Exercise brief:
Render the entries below, from the line containing "Pinpoint every visible putter." down to the line containing "[506,127,542,181]" with both included, as a numbered list that leaves out blank lines.

Input records:
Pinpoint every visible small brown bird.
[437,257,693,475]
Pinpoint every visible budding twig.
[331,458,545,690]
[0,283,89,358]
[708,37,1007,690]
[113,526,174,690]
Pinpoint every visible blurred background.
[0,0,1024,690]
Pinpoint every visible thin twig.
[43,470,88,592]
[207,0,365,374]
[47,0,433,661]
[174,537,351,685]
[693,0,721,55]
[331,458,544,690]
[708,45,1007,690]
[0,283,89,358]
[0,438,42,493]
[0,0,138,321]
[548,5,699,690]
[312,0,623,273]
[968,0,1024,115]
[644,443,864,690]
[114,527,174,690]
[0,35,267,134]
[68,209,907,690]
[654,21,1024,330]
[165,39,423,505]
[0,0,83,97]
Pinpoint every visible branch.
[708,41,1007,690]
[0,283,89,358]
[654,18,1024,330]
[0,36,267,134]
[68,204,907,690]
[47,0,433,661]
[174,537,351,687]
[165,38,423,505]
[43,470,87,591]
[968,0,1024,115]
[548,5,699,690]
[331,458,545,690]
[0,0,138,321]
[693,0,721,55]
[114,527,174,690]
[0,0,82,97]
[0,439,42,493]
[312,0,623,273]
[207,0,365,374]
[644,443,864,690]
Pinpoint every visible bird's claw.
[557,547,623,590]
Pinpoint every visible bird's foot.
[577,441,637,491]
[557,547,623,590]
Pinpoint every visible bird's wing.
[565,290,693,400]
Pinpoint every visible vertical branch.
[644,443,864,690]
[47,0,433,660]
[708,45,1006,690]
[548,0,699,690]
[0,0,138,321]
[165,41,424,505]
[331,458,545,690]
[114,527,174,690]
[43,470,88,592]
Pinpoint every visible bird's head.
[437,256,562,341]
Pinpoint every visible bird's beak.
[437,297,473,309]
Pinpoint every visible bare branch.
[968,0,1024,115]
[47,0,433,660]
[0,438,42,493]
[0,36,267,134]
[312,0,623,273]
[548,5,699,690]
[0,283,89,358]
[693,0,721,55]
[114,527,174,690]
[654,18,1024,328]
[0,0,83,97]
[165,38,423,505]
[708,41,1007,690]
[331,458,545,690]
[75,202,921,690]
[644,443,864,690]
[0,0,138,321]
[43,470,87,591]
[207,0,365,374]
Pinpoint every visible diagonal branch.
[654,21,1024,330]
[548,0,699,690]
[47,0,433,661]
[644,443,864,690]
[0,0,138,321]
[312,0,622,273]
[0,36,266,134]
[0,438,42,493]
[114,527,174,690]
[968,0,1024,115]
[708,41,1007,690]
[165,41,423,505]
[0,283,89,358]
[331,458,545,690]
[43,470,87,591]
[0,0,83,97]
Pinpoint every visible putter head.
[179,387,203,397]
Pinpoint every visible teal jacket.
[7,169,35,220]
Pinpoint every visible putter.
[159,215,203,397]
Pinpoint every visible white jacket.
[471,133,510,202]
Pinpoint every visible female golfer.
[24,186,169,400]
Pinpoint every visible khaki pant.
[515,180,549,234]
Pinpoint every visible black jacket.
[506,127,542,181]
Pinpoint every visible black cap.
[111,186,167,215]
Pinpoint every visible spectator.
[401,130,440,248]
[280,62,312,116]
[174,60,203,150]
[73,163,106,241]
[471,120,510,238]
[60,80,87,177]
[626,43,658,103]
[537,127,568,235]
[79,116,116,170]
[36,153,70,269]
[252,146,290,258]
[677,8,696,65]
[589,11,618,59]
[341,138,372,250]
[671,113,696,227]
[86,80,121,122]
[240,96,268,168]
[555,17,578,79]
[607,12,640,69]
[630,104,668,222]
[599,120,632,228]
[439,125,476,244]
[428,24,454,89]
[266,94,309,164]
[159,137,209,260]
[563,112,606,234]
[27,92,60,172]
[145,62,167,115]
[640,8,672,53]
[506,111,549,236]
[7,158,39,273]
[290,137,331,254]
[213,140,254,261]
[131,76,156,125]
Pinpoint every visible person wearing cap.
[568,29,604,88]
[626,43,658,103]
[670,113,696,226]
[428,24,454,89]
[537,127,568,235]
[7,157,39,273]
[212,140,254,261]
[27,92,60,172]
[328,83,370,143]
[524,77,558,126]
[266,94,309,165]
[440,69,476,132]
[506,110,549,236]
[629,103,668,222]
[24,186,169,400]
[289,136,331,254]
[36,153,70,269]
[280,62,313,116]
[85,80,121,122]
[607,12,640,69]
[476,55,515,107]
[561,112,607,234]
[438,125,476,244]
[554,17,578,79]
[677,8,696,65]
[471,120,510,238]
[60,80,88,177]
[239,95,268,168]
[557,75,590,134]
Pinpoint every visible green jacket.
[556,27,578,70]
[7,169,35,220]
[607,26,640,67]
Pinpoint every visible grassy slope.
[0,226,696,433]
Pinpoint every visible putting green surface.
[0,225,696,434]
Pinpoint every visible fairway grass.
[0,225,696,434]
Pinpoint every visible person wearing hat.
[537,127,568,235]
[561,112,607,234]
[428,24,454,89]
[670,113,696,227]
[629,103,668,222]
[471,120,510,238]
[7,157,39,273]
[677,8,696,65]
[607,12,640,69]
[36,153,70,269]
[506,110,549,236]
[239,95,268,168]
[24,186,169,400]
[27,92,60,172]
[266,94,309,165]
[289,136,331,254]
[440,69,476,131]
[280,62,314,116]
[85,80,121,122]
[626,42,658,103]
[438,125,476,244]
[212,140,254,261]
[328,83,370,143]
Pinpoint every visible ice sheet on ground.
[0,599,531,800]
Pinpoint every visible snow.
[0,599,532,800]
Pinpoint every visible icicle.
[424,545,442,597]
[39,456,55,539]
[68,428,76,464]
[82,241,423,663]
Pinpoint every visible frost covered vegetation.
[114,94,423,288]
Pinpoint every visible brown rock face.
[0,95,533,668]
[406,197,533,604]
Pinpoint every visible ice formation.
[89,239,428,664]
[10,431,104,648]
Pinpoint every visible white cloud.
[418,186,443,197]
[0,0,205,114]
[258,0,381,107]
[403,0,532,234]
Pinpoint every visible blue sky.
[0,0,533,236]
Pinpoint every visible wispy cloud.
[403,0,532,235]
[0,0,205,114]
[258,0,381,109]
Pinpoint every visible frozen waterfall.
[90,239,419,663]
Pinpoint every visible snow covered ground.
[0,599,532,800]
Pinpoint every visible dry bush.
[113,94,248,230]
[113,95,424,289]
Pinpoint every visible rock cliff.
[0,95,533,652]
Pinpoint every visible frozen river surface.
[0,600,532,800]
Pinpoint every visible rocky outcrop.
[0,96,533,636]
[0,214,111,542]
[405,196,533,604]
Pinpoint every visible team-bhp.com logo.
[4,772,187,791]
--
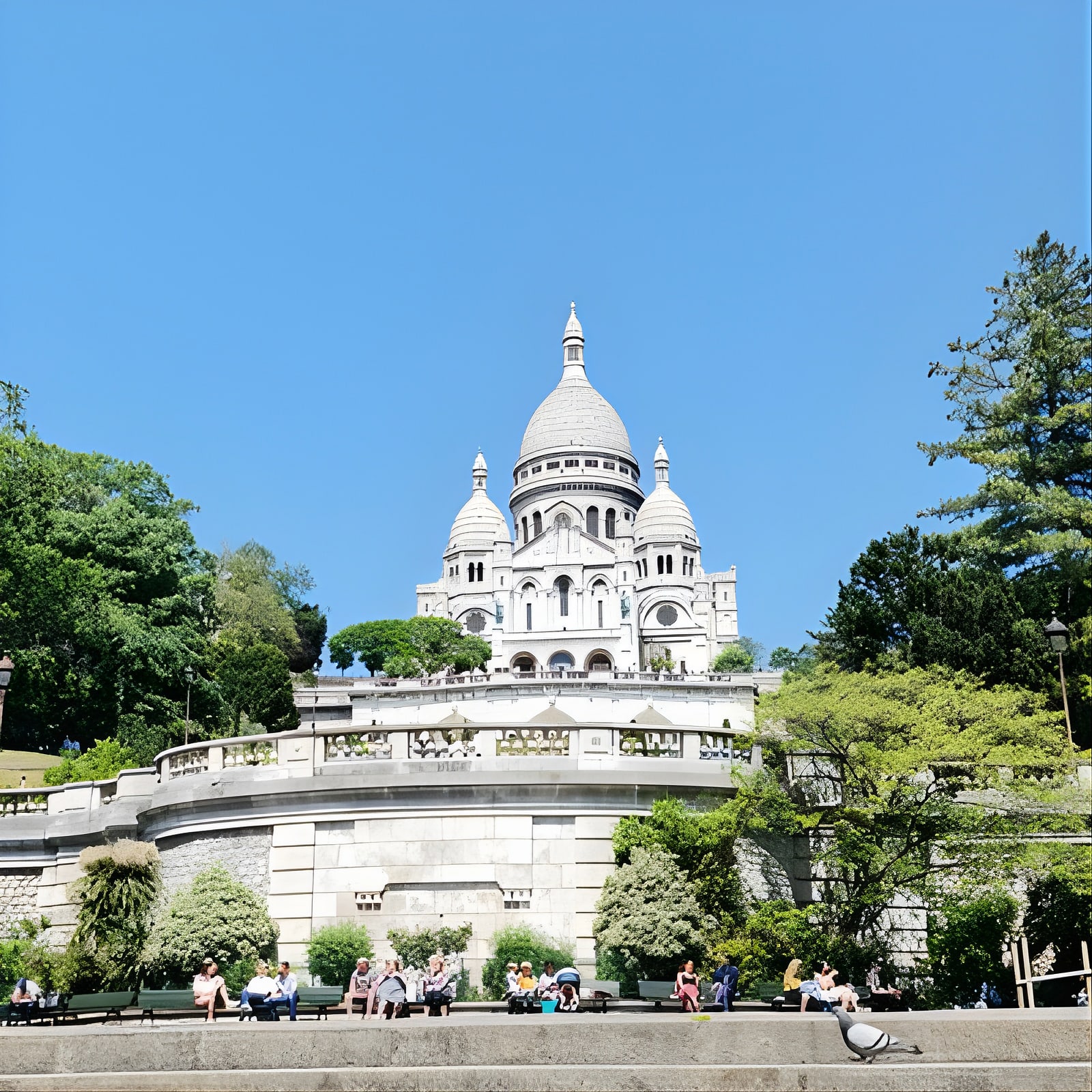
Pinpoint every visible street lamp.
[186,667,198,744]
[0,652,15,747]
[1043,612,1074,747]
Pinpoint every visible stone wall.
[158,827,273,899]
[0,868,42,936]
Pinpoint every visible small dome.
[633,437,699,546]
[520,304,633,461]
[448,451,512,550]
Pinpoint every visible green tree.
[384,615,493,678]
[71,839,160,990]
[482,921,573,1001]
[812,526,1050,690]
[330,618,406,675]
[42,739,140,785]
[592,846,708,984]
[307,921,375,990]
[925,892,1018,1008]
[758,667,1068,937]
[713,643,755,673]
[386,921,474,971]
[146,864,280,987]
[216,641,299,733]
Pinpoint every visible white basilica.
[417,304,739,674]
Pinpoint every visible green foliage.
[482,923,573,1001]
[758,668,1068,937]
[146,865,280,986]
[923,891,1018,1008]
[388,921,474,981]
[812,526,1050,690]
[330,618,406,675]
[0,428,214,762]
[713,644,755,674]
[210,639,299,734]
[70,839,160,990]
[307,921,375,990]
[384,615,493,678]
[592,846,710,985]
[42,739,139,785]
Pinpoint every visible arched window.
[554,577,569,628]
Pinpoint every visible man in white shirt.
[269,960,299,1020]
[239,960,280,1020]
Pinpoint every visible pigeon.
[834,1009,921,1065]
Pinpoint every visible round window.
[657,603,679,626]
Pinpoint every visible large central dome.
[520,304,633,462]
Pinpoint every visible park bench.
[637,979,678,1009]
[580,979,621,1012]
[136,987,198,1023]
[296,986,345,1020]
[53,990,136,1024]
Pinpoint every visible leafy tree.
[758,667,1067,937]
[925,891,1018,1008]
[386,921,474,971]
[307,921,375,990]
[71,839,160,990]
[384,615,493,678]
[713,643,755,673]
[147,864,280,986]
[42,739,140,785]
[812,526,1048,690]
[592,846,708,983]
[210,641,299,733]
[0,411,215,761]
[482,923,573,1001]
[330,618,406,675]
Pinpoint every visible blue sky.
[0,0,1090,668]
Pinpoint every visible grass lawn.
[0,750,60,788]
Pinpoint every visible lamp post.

Response for this exercise:
1. Pinpoint every visible putter.
2. [159,215,203,397]
3. Pinpoint every visible white jacket.
4. [471,133,510,202]
5. Pinpoint every visible female golfer.
6. [24,186,169,400]
7. Pinpoint every visible khaki pant.
8. [515,180,549,234]
9. Pinpoint every visible black jacket.
10. [506,127,542,181]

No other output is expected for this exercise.